作業の指示
1) 液晶装置の文書を三文で要約してください。
2) 液晶装置の文書の最後の文に続けて、本文を書き進めてください。

***** 抜粋 *****

説明

液晶装置、及び電子機器

【課題】コントラストや透過率を向上させることができ、高品質な画像を表示可能とする液晶装置、及び電子機器を提供する。
【解決手段】液晶装置は、第2基板12上に設けられた、第1透明導電膜41と、第1透明導電膜41より屈折率が低い透明絶縁膜42と、透明絶縁膜42よりも屈折率が高い第2透明導電膜43と、を有する透明積層膜40と、第2基板12と透明積層膜40との間に配置された遮光層18と、を備え、第1透明導電膜41と第2透明導電膜43とは、遮光層18と平面的に重なる領域において電気的に接続されている。

【発明の詳細な説明】
【技術分野】
【0001】
本発明は、液晶装置、及び電子機器に関する。
【背景技術】
【0002】
上記液晶装置として、例えば、画素電極をスイッチング制御する素子としてトランジスターを画素ごとに備えたアクティブ駆動方式の液晶装置が知られている。また、このような液晶装置は、透過型として用いられる透過型液晶装置や、反射型として用いられる反射型液晶装置がある。
【0003】
例えば、特許文献1には、反射型液晶装置において、対向基板側の表面に透明絶縁膜を2つの透明導電膜によって挟持して積層することにより、各々の膜の屈折率を利用し、反射防止膜として機能させると共に透過率を向上させる技術が開示されている。
【先行技術文献】
【特許文献】
【0004】
【特許文献1】特開2007−18774号公報
【発明の概要】
【発明が解決しようとする課題】
【0005】
しかしながら、より短波長領域の透過率向上に対応しようとすると、透明導電膜を更に薄膜化する必要があり、これにより、対向基板側の共通電極の電位に追従しにくくなるという課題がある。加えて、複数の透明導電膜のうち一部の膜のみを電気的に接続すると、他の膜がチャージアップするという課題がある。
【課題を解決するための手段】
【0006】
本発明は、上記課題の少なくとも一部を解決するためになされたものであり、以下の形態又は適用例として実現することが可能である。
【0007】
[適用例1]本適用例に係る液晶装置は、素子基板と、前記素子基板に対向するように配置された対向基板と、前記素子基板と前記対向基板との間に挟持された液晶層と、を含み、前記対向基板は、透光性基板と、前記透光性基板の前記液晶層側に配置された第1透明導電膜と、前記第1透明導電膜の前記液晶層側に配置され、前記第1透明導電膜より屈折率が低い透明絶縁膜と、前記透明絶縁膜の前記液晶層側に配置され、前記透明絶縁膜よりも屈折率が高い第2透明導電膜と、前記透光性基板と前記第1透明導電膜との間に配置された凸部と、を備え、前記第1透明導電膜と前記第2透明導電膜とは、少なくとも前記凸部の一部と平面的に重なる領域において電気的に接続されていることを特徴とする。

***** 提供データ *****

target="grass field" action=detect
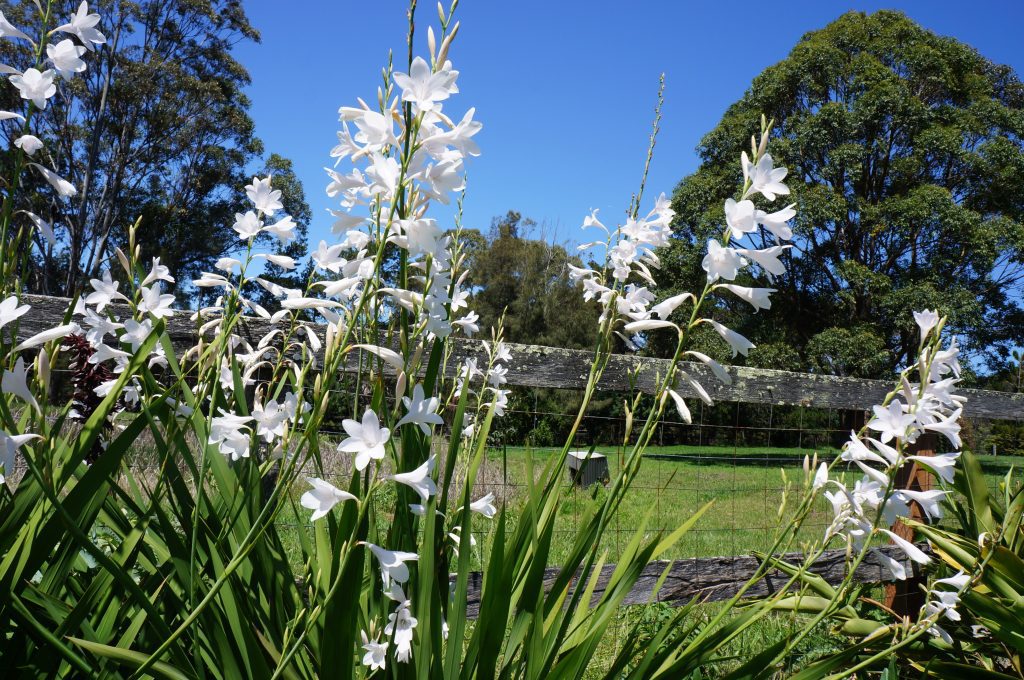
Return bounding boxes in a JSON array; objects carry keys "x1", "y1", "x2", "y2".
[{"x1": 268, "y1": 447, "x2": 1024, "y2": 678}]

*****
***** 提供データ *****

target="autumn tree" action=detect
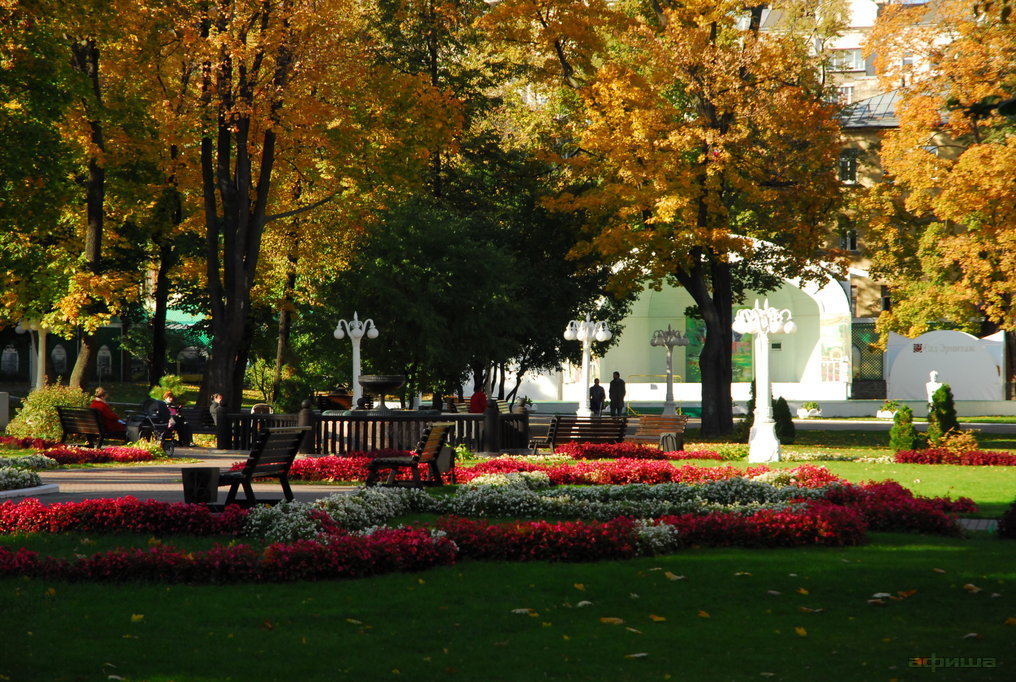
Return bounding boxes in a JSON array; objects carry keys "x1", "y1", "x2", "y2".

*****

解答例
1) この文書は、コントラストや透過率を向上させ、高品質な画像を表示できる液晶装置と電子機器を提供することを目的としています。従来技術には、短波長領域の透過率向上のために透明導電膜を薄くすると共通電極の電位に追従しにくくなり、一部の膜のみを電気的に接続すると他の膜がチャージアップするという課題があります。そこで、第1透明導電膜と、それより屈折率が低い透明絶縁膜と、それより屈折率が高い第2透明導電膜とを積層し、二つの透明導電膜を遮光層や凸部と平面的に重なる領域で電気的に接続する構成を採っています。

2)
【0008】
本適用例によれば、凸部と平面的に重なる領域の透明絶縁膜の部分を接続部として第1透明導電膜と第2透明導電膜とが電気的に接続されているので、凸部の無い領域で接続する方法と比較して、凸部上の透明絶縁膜の厚みを薄くすることが可能となり、更に、透明絶縁膜における接続部分をなだらかな形状することができる。よって、第1透明導電膜及び第2透明導電膜が他の膜と比較して極力薄い場合でも、透明絶縁膜の接続部分において透明導電膜が段切れになることを抑えることができる。よって、確実に第1透明導電膜と第2透明導電膜とを電気的に接続させることが可能となり、透明導電膜を薄膜化したことによる対向基板側の共通電極の電位が追従しにくくなることを抑えることができる。加えて、コントラストや透過率を向上させることができ、また、透明積層膜がチャージアップされることを抑えることができる。
【0009】
[適用例2]上記適用例に係る液晶装置において、前記凸部の厚みは、前記第1透明導電膜の膜厚、及び前記第2透明導電膜の膜厚よりも厚いことが好ましい。
【0010】
本適用例によれば、凸部の厚みが、第1透明導電膜や第2透明導電膜よりも厚いので、透明絶縁膜の表面の起伏をなだらかにさせると共に凸部の上方の透明絶縁膜の部分を薄くさせることができる。更に、透明絶縁膜における接続部分をなだらかな形状することができる。よって、第1透明導電膜及び第2透明導電膜が他の膜と比較して極力薄い場合でも、透明絶縁膜の接続部分において透明導電膜が段切れになることを抑えることができる。
【0011】
[適用例3]上記適用例に係る液晶装置において、前記凸部の厚みは、前記透明絶縁膜の厚みよりも厚いことが好ましい。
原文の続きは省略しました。